--- start Recorded information ---

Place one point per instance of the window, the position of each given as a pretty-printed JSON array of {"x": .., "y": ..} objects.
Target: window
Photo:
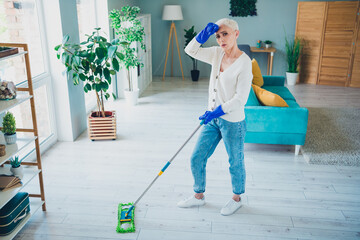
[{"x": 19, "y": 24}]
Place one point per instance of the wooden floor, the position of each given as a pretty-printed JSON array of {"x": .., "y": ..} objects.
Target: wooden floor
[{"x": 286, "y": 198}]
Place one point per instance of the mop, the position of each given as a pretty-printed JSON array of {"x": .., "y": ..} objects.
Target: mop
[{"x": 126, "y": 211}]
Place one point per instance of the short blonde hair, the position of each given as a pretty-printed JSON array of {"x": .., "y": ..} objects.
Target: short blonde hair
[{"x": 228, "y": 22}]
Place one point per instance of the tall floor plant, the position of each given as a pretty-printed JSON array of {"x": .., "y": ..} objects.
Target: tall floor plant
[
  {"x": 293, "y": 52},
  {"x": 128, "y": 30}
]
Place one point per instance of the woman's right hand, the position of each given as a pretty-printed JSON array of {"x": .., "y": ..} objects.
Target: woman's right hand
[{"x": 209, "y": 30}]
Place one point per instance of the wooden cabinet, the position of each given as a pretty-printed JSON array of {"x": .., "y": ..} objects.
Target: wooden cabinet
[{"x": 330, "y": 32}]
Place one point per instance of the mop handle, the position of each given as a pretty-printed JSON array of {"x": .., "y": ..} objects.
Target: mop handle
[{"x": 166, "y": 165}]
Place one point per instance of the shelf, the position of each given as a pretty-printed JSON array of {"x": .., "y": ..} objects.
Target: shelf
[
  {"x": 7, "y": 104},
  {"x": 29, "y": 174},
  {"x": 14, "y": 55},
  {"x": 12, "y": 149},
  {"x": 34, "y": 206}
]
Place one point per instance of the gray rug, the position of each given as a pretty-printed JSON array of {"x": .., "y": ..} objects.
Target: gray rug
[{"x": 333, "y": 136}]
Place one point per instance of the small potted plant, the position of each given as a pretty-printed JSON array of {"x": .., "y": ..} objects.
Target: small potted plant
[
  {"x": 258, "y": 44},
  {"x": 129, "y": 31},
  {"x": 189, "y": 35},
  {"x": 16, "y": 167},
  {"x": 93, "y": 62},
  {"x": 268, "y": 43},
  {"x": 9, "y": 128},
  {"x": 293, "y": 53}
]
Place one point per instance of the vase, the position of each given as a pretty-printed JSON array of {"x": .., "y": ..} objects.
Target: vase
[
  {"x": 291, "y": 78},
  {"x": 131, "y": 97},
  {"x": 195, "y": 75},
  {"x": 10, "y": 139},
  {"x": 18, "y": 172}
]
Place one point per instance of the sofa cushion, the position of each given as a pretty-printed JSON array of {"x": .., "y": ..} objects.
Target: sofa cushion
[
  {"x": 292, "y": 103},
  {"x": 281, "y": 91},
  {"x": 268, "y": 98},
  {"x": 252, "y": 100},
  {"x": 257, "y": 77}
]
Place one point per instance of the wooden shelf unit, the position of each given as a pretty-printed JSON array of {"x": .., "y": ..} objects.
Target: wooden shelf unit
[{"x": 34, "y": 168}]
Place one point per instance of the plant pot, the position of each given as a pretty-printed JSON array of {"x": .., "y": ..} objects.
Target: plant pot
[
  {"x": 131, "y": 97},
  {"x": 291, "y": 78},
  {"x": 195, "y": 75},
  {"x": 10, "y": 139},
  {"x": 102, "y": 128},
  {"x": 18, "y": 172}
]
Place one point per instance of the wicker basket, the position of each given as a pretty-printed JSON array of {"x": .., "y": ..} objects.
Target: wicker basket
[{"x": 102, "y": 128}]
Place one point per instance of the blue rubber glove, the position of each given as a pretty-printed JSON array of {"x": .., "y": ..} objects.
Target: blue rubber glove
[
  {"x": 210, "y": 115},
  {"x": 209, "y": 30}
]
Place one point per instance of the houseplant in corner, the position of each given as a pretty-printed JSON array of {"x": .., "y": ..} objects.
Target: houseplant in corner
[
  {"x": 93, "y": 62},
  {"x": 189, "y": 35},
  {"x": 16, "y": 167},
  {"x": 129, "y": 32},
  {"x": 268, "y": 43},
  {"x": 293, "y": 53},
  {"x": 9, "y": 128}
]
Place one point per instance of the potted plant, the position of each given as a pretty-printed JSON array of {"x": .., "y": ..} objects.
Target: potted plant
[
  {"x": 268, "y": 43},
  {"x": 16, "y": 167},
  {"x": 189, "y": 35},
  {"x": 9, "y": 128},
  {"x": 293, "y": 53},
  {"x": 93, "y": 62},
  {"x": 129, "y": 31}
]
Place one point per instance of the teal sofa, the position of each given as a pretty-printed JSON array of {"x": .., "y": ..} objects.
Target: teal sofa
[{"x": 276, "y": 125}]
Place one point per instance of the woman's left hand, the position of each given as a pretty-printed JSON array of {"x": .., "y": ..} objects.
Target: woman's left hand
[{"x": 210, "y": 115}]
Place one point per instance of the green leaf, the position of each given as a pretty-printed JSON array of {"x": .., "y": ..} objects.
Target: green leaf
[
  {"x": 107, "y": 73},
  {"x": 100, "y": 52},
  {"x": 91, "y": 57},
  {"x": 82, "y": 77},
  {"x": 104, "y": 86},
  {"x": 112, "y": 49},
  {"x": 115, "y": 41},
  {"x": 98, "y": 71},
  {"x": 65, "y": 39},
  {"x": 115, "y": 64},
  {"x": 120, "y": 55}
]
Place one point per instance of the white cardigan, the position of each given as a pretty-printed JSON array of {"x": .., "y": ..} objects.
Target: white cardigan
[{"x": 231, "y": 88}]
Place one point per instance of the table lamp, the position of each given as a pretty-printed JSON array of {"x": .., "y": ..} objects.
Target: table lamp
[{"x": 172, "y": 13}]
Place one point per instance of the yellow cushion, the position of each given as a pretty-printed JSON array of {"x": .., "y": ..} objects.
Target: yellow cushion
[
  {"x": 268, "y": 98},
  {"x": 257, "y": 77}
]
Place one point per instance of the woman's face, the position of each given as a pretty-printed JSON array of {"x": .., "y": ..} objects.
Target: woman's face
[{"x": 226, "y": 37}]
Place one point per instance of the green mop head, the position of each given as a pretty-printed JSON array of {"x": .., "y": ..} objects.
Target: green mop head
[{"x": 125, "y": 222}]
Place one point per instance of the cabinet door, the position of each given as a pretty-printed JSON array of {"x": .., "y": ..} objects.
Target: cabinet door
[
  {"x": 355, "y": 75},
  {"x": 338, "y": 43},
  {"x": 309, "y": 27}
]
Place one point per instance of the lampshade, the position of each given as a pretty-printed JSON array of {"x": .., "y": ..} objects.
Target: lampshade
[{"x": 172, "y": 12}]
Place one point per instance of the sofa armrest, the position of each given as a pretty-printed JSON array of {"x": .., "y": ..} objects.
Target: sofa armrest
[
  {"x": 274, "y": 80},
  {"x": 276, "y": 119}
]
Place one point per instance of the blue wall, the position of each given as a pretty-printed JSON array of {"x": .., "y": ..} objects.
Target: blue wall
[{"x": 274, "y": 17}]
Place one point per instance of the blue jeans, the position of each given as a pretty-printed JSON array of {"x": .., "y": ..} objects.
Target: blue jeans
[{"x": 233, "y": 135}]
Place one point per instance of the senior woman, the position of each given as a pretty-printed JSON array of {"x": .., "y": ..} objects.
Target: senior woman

--- end Recorded information ---

* **Stated goal**: Swap "senior woman" for "elderly woman" and give the records again, starting at the line that contains "Place one point per instance of the blue wall, the" and ending at the end of the records, with everything else unchanged.

* **Complete response**:
Place one point per instance of the blue wall, the position of each given as a pretty-printed JSON array of {"x": .., "y": ..} objects.
Target: blue wall
[{"x": 274, "y": 17}]
Place one point per instance of the blue jeans, the position of each given as a pretty-printed JSON array of {"x": .., "y": ..} objects.
Target: blue jeans
[{"x": 233, "y": 135}]
Place one point per instance of the elderly woman, the position of each given as a pretty-printed JSON array of {"x": .., "y": ..} objects.
Target: elderly woman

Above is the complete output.